[Data items]
========================

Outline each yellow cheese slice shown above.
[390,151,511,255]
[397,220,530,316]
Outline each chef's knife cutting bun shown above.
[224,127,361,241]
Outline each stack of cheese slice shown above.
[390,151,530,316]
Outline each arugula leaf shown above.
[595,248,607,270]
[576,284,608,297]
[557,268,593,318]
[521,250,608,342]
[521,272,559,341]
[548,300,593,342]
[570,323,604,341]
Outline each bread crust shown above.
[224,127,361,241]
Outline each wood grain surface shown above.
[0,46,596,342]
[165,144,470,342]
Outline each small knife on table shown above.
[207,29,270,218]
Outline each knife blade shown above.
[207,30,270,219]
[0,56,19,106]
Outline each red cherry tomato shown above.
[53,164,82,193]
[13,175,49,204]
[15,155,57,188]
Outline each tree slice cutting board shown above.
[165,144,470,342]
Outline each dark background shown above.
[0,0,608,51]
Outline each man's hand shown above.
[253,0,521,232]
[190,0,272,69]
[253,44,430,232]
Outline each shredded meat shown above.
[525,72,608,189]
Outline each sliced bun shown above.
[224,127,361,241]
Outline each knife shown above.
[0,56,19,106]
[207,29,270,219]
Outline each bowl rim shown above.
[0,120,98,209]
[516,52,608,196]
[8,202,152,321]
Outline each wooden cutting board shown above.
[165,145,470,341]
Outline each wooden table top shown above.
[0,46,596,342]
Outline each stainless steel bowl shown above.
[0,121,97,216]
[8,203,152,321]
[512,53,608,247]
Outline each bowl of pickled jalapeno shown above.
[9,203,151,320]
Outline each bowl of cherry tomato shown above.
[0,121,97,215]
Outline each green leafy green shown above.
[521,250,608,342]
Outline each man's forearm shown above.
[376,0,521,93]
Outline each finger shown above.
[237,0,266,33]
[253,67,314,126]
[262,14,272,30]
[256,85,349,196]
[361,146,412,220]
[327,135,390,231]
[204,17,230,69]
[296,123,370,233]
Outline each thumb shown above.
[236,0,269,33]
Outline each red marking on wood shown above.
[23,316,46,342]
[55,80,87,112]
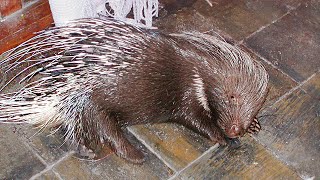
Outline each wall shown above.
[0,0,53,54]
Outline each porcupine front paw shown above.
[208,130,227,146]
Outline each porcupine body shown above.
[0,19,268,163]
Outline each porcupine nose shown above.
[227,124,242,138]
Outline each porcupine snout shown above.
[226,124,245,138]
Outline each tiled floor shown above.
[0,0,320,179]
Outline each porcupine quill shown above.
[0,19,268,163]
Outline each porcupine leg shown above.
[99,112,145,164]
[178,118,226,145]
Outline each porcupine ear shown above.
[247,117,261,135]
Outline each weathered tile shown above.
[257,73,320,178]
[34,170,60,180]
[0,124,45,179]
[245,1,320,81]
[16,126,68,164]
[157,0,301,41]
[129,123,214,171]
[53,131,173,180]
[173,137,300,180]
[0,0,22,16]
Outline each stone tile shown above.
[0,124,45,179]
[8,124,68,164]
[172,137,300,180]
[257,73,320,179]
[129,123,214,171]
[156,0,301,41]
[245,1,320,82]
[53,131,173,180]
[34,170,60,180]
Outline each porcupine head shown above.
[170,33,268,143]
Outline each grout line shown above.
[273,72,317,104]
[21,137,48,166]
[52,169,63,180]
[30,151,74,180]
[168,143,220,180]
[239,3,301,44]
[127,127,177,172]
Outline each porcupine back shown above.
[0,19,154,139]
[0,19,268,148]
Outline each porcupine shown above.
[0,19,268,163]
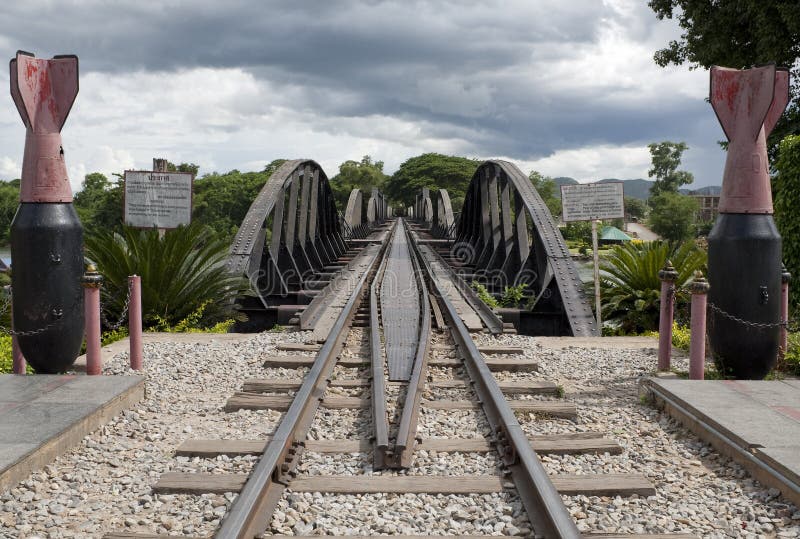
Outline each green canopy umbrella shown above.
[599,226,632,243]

========================

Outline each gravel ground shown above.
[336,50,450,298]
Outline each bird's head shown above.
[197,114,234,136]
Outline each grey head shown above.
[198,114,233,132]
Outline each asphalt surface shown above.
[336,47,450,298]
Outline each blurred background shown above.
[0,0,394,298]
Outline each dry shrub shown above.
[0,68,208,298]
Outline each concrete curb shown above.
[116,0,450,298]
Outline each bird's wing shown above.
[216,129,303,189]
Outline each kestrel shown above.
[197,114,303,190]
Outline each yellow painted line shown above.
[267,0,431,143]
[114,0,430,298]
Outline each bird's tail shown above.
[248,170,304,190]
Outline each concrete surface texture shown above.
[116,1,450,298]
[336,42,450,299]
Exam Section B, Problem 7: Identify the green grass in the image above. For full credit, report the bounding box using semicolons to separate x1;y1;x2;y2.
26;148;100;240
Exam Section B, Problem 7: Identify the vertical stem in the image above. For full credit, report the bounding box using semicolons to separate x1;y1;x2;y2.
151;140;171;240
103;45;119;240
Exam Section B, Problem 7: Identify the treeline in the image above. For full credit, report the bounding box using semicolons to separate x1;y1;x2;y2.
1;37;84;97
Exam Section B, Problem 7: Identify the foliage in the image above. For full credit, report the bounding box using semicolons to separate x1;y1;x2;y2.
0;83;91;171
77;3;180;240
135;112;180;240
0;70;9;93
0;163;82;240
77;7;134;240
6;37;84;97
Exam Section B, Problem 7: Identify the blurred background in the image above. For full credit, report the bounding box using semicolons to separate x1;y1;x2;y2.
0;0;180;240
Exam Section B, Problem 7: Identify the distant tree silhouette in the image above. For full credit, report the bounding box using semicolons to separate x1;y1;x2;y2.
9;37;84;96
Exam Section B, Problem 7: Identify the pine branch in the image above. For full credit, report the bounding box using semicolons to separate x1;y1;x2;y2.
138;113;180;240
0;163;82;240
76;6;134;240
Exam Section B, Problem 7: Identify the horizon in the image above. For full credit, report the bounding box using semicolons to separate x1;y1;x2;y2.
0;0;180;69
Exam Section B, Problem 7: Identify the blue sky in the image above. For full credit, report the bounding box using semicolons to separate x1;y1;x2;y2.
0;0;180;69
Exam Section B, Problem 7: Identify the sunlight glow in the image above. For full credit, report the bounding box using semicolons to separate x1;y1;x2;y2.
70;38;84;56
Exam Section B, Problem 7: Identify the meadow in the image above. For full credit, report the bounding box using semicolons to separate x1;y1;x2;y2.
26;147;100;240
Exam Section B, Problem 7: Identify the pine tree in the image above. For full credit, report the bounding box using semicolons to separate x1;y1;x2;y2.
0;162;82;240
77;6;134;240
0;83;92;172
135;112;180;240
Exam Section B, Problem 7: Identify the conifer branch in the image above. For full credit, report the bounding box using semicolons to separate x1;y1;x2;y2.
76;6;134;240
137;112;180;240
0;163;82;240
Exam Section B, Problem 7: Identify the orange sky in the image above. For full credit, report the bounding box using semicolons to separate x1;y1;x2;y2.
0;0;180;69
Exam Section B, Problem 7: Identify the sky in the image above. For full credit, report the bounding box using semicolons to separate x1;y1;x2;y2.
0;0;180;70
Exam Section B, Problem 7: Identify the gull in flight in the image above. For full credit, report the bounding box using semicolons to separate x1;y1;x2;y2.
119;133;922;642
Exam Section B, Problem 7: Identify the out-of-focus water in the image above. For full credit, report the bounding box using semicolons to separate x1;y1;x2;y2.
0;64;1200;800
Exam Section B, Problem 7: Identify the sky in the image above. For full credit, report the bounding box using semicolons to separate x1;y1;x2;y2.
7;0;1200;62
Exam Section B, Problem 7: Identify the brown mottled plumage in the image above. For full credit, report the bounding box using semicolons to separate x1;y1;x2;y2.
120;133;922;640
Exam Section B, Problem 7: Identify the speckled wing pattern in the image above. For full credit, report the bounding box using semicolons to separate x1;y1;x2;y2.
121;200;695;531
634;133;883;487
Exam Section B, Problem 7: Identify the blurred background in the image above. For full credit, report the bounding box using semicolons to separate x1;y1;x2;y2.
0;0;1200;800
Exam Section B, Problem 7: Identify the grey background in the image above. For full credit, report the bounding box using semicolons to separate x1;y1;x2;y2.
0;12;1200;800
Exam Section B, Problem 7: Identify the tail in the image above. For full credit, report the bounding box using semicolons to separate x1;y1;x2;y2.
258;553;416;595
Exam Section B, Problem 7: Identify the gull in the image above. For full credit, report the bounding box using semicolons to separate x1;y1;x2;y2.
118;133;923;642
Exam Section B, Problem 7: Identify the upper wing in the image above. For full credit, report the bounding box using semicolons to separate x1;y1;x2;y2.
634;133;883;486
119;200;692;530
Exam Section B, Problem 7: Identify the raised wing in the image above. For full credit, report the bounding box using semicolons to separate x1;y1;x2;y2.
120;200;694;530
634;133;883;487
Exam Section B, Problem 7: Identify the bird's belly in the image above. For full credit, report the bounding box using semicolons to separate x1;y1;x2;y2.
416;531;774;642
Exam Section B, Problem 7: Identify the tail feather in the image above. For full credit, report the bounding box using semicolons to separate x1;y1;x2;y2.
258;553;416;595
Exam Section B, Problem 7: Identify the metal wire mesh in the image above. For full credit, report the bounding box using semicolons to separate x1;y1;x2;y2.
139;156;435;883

========================

== WHAT YOU ARE ASKED TO DO ==
Rewrite the lines from the line with "Outline each stone tile shown above." up to and including the line with "[599,226,632,243]", replacing "porcupine" with "hedgehog" and changing nothing else. Leave the pictures out of your answer.

== RESPONSE BELOW ==
Outline each stone tile shown above.
[0,124,45,179]
[8,124,68,164]
[172,137,300,180]
[257,73,320,179]
[129,123,214,171]
[156,0,301,41]
[245,1,320,82]
[53,131,173,180]
[34,170,60,180]
Outline each hedgehog head shown above.
[170,33,268,143]
Outline each grout line shown above.
[273,72,317,104]
[21,137,48,166]
[52,169,63,180]
[30,151,74,180]
[168,143,220,180]
[239,3,301,44]
[127,127,177,172]
Outline each hedgehog back shown above.
[0,19,154,139]
[0,19,268,148]
Outline each hedgehog shown above.
[0,19,268,163]
Outline each green canopy umbrella shown above.
[599,226,632,243]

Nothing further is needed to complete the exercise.